**Short task:**
Reproduce every line of the material below word for word.

**Data in this exercise:**
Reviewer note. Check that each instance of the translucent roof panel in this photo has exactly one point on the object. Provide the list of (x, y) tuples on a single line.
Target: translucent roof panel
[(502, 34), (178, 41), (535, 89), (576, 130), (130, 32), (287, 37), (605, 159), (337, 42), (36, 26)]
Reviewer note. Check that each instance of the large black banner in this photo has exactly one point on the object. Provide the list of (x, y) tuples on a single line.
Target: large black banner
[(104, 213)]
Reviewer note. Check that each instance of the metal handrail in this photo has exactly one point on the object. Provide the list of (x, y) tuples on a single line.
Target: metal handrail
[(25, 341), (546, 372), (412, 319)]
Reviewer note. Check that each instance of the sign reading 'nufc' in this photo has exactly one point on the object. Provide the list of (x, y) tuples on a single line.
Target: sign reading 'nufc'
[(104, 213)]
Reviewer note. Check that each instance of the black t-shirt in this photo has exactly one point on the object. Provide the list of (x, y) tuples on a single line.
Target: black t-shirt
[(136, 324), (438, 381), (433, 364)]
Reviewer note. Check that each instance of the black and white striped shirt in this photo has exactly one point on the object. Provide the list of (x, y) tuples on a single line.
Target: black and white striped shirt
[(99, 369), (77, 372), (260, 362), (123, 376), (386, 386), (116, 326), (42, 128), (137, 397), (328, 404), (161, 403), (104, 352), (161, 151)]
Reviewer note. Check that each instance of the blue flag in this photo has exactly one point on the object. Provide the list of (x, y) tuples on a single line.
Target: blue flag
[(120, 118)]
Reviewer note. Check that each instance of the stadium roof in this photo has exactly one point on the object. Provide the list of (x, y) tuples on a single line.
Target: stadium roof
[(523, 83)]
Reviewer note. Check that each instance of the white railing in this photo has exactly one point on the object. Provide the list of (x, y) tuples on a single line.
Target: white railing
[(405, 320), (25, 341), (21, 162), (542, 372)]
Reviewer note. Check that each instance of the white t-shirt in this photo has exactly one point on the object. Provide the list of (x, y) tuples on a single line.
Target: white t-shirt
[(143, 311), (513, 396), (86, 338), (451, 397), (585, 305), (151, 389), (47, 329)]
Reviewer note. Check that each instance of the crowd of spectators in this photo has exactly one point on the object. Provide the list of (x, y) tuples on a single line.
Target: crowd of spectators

**The result:**
Reviewer note. Check that each instance of the translucent roof panel in this photo has exactly one point on the object. Provide the list of (x, y) tuples on a single line.
Target: translucent roof panel
[(502, 34), (178, 41), (535, 89), (576, 130), (130, 32), (287, 37), (605, 159), (337, 42), (36, 26)]
Reviewer note. Check that each instance of the large black banner in this photo has exactly one point on the object. Provide the list of (x, y) tuples on a single line.
Target: large black banner
[(104, 213)]
Reviewer note. Check that each instance of the metal handrail in this photo has exactly one point on the object. Provide the list of (x, y) tuples on a single line.
Target: metal handrail
[(25, 341), (546, 372), (412, 319)]
Reviewer note. Check that each instance of the sign reading 'nufc' in this photo has exactly one point on the object. Provide the list of (x, y) tuples on a single line.
Target: sign reading 'nufc'
[(104, 213)]
Reviewer note. Check that each instance of the black t-shirt in this photo has exactly one point on the object. Provide the list of (x, y) tuples on a single line.
Target: black t-shirt
[(136, 324), (438, 381), (433, 364)]
Reviewer note. Check that each instance of the black and white striped shirt in this photo has exactly one point on the object. Provide the list of (x, y) tuples on a single line.
Target: black and white striped shirt
[(99, 369), (77, 372), (260, 362), (123, 376), (386, 386), (116, 326), (42, 128), (137, 397), (328, 404), (161, 403), (104, 352), (161, 151)]
Reviewer note. Check that each instance of the blue flag in this photo has exactly one point on the object. Provide the list of (x, y) tuples on a single line.
Target: blue flag
[(120, 118)]
Reviewer note. Check that each instance of the stadium roof in this photo has exactly one point on the object. Provide the list of (x, y) tuples on a single line.
Target: stadium roof
[(523, 83)]
Reviewer note. Check that each instance of the white railing in this photo has exactly one point on the object. Provide the list of (x, y) tuples on a single line.
Target: white railing
[(405, 320), (25, 341), (21, 162), (542, 372)]
Reviewer note. Check that each instance of the white t-shirt in this photo has exactly one point on the object. Provide the list of (x, y) tuples on a single line.
Target: white t-shirt
[(143, 311), (513, 396), (86, 338), (451, 397), (585, 305), (151, 389), (47, 329)]
Reviewer note. Check that each instance of the crowd of spectators in this photo has exactly one point on the object. Provide the list of (x, y) tuples on a single line.
Target: crowd of spectators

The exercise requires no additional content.